◆ Recorded data ◆
◆ ◆ ◆ ◆ ◆ ◆ ◆

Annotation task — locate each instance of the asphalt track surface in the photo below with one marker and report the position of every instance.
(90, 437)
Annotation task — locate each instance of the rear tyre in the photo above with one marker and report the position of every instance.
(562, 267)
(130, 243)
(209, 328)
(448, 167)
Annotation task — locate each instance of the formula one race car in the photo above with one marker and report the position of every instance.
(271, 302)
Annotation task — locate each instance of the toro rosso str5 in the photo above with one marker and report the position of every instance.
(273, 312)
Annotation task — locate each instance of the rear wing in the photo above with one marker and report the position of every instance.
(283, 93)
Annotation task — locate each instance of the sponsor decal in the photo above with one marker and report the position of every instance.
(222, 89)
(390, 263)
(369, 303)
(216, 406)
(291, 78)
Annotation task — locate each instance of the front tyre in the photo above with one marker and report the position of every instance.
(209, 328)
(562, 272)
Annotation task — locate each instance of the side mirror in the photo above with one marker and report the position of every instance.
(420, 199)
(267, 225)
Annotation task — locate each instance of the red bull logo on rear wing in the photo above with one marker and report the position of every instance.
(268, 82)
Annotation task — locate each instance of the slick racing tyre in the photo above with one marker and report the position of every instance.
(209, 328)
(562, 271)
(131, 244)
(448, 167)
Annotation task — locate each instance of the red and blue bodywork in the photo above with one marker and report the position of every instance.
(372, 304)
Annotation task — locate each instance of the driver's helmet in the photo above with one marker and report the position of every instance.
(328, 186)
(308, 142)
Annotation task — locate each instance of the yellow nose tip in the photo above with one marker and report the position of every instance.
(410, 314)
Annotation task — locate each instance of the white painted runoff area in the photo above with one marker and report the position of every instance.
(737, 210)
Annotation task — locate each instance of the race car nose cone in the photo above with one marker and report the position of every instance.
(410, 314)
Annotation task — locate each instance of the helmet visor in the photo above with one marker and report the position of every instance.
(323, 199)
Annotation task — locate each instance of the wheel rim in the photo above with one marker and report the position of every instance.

◆ ◆ ◆ ◆ ◆ ◆ ◆

◆ Work instructions ◆
Please set down, word for word, the part of the material that opens with the line containing "Annotation task — locate each instance of the slick" and closes with the end of the material.

◆ Solution to this task ◆
Annotation task — locate each instance of the slick racing tyre in the photo above with one marker and report the position of every instance.
(209, 328)
(562, 271)
(131, 244)
(448, 167)
Annotation task — locate each instance of the red and blue bodywork in the photo above with one marker and report the position of every instance.
(372, 304)
Annotation task — locate each instance of the driver's helmet in the photo above with one marker and report the position of every instance.
(328, 186)
(308, 142)
Annotation task — locate each instance of the yellow nose tip in the photo above with one marker and report the position of every instance.
(410, 314)
Annotation task — locate each instance of the white painted runoff area in the photo above with one marker and report the position of every instance.
(737, 210)
Annotation task — locate each instance of the race car nose cone in the photo above with one marker and report the position of every instance.
(410, 314)
Annotation task — locate each instance of the helmet visor in the photo above with one marker and report the position of every instance.
(323, 199)
Annotation task — locate each instance of the wheel rim in the photo above with one marker and report the position of every instance.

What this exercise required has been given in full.